__YOUR GOAL__. Print every item below word for word, leaving out the pictures.

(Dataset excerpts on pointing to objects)
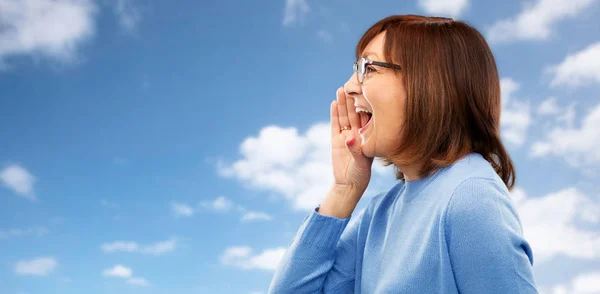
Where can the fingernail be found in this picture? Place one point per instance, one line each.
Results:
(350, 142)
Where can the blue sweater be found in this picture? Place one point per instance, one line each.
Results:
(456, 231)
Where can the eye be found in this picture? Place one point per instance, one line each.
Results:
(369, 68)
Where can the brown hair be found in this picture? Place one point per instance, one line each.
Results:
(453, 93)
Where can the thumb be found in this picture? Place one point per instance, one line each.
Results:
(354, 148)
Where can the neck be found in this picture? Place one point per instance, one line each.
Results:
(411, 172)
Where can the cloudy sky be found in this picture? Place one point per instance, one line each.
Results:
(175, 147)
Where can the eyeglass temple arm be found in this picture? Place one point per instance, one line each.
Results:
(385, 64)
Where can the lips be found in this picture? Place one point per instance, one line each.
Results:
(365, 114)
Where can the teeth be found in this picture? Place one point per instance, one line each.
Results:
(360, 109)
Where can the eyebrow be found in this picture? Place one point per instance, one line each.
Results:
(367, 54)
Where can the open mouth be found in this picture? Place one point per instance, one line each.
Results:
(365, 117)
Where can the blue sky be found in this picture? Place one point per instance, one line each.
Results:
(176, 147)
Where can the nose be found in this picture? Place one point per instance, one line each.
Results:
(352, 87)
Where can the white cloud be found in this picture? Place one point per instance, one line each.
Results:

__RESULT FOR THIS TASK__.
Where can the fingernail be found in this picture? Place one point per instance, one line each.
Results:
(350, 142)
Where can the blue sweater be found in this picture? Place one point per instance, one line each.
Results:
(456, 231)
Where can the eye be found in this picture? Place one point per instance, one line each.
Results:
(369, 68)
Where can the brown hair be found in this picture? Place one point per instance, one line each.
Results:
(453, 93)
Where can the thumb be found in this picture? Place one point per instance, one line each.
Results:
(354, 148)
Where can the neck be found in this picture? Place one point per instance, one line each.
Results:
(411, 172)
Where can the cloudy sky be found in this picture? Place one point per instance, one line each.
Results:
(175, 147)
Where can the eyeglass temple arm be found in this picture? Place one point per instance, one line each.
Results:
(385, 64)
Where can the lips be found in this picture? Place one point per instance, one line each.
Results:
(365, 114)
Where can the teeth be found in this picture? Place one point per instance, one line each.
Results:
(360, 109)
Where can the eyebrow be found in this picture? Place one point per instance, one line each.
Results:
(367, 54)
Where can the open mouth be found in this picture? Place one point per instance, one line each.
Results:
(365, 117)
Where can the blue sky be found in this picture? Place one point per instance, one line each.
Results:
(176, 147)
Where can the nose be found in this picture? Place one point per instance, one line each.
Results:
(352, 87)
Where can the white cloud be found in this picture? Place one point per instance, one line each.
Results:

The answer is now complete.